A marriage ceremony must be performed, which requires an observance of certain formalities after obtaining a marriage license. See 20 C.F.R. § 404.346(a); POMS GN 00305.055B.1. Based on the facts provided, Mrs. F~' marriage to Mr. F~ was recorded in the Dunklin County, Missouri, recorder's office and verified with the recorder of deeds. Under Missouri law, a marriage is not valid unless it is solemnized. See Mo. Ann. Stat. § 451.040. As the information provided does not dispute that it was solemnized, the evidence suggests that a marriage ceremony was performed.

"Good faith" means that at the time of the ceremony Mrs. F~ did not know that a legal impediment existed or thought that it would prevent a valid marriage. See 20 C.F.R. § 404.346(a); POMS GN 00305.055B.3. We believe that you could find that Mrs. F~' marriage was in good faith because she believed Mr. B~'s initial filing for divorce meant that she was divorced.

· · ·

Task goal:
Answer these from the passage on the marriage's validity:
(a) In which office was the marriage of Mrs. F~ and Mr. F~ recorded?
(b) Under Missouri law, what must happen for a marriage to be valid?
(c) What did Mrs. F~ believe Mr. B~'s initial filing for divorce meant?

· · ·

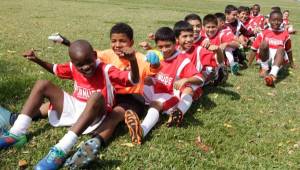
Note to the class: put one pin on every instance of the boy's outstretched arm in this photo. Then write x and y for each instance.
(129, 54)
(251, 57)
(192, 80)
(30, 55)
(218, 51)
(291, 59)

· · ·

Complete answer:
(a) The recorder's office of Dunklin County, Missouri.
(b) It must be solemnized.
(c) That she was divorced.